Using the data that follows, give again word for word the lines between the one holding "If you could point to the sliced" and the one holding "If you could point to the side", inclusive. Omit the pictures.
RECORDS SUPPLIED section start
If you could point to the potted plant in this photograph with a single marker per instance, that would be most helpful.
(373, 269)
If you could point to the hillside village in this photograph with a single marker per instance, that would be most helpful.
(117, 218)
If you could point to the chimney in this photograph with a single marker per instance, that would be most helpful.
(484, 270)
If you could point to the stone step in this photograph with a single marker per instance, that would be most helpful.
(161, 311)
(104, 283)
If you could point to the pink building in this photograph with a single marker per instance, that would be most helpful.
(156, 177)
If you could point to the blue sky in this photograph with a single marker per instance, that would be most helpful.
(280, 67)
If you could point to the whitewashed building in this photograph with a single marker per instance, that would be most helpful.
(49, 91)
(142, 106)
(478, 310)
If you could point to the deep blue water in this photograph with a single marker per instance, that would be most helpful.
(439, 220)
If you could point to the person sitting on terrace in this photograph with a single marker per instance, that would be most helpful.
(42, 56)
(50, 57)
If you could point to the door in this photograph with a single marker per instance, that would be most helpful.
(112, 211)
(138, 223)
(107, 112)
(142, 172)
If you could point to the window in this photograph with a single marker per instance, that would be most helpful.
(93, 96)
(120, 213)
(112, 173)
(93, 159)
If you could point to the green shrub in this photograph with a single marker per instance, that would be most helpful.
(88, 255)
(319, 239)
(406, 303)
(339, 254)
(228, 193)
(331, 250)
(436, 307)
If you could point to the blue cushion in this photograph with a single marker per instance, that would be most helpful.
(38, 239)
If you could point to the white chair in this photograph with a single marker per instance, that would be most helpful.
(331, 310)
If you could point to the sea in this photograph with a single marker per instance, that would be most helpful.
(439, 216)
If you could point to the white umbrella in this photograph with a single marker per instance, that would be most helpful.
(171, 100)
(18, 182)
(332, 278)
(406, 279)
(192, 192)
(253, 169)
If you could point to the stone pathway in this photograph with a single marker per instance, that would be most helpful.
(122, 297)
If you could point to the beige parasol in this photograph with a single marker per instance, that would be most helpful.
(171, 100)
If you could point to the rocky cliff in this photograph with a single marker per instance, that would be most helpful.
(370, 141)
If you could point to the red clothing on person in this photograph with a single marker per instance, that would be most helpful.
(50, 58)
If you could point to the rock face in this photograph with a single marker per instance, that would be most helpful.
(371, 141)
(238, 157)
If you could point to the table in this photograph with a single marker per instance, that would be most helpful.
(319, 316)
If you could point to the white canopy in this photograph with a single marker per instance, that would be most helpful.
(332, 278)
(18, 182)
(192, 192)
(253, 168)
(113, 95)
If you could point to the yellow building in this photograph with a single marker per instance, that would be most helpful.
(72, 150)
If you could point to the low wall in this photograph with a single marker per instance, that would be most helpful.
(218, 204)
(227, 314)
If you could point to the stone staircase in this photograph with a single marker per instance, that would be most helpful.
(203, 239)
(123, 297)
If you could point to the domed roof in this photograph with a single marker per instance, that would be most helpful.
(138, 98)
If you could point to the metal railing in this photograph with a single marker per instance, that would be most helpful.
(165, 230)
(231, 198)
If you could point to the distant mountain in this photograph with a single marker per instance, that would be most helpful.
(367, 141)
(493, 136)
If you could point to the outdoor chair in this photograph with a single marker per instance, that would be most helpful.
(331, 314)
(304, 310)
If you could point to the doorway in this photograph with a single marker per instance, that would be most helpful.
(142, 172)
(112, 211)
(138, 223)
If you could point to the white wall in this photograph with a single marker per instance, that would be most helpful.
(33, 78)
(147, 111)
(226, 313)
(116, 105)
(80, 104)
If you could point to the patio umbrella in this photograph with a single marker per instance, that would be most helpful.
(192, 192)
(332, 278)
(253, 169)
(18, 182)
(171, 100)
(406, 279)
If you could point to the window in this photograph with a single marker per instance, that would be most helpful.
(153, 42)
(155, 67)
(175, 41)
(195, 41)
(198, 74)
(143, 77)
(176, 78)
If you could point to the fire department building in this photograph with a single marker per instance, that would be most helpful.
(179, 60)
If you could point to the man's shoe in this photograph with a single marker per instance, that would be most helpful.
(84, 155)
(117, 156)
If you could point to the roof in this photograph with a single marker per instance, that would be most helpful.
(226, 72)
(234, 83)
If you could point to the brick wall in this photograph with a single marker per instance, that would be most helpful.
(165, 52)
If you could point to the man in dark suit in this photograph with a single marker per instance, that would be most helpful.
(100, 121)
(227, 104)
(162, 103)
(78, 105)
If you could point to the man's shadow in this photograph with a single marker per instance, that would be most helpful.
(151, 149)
RECORDS SUPPLIED section end
RECORDS SUPPLIED section start
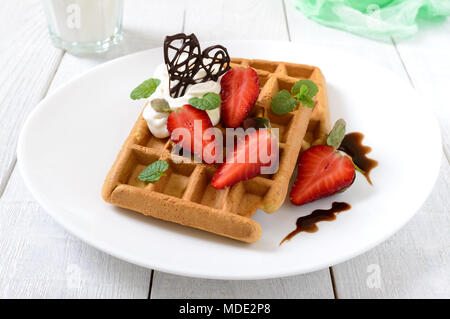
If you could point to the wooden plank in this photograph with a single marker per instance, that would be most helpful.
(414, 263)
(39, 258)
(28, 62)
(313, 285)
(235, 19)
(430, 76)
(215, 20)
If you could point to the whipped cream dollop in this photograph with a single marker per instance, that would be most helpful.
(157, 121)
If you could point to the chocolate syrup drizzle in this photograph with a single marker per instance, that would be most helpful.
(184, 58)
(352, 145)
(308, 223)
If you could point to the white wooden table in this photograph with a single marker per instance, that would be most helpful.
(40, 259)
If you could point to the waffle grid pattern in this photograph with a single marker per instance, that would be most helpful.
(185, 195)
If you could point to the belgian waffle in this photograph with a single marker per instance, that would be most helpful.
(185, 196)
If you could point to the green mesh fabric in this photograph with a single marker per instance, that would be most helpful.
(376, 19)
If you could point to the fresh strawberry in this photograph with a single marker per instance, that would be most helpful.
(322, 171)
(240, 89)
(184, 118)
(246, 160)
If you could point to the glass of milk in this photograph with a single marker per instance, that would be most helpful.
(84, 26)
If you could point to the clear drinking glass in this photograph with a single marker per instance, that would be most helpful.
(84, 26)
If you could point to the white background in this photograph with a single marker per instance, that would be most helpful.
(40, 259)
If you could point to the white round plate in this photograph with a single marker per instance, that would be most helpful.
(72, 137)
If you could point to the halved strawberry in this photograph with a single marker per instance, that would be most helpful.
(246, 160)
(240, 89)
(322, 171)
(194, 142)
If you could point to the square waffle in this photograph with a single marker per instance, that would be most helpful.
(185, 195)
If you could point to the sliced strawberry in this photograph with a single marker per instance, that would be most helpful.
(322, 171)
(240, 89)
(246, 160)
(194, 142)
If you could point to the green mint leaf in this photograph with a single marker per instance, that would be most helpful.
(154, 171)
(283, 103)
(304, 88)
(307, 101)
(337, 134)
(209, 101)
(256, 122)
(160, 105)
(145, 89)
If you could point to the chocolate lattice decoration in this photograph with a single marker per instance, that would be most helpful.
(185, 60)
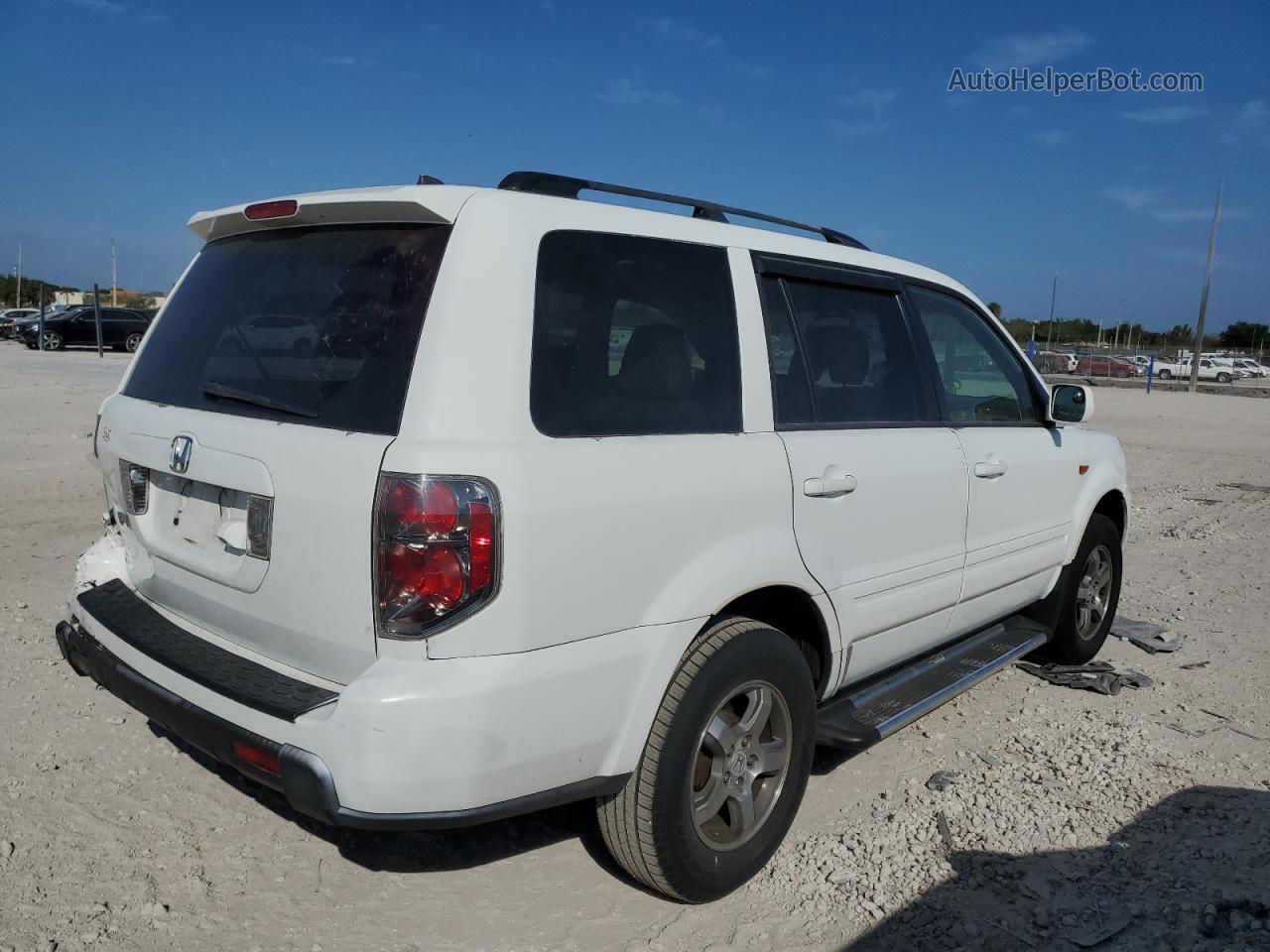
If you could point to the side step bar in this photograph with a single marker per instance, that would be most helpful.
RECORDS SUPPLIED section end
- EXERCISE RESPONSE:
If you could point to the sliced strawberry in this photograph with a single marker per instance, that would be most helpful.
(322, 171)
(240, 89)
(246, 160)
(194, 142)
If you could point to the green mint leaf in this photograph with a single marker per instance, that would be most helpful.
(154, 171)
(283, 103)
(304, 88)
(307, 101)
(337, 134)
(209, 101)
(256, 122)
(160, 105)
(145, 89)
If you could point to the chocolate lattice decoration in this photograph with a single marker per instance, that would be most helpful.
(185, 60)
If you could point to the side step bar in this photograph with a single marker per instance, that would be most helpful.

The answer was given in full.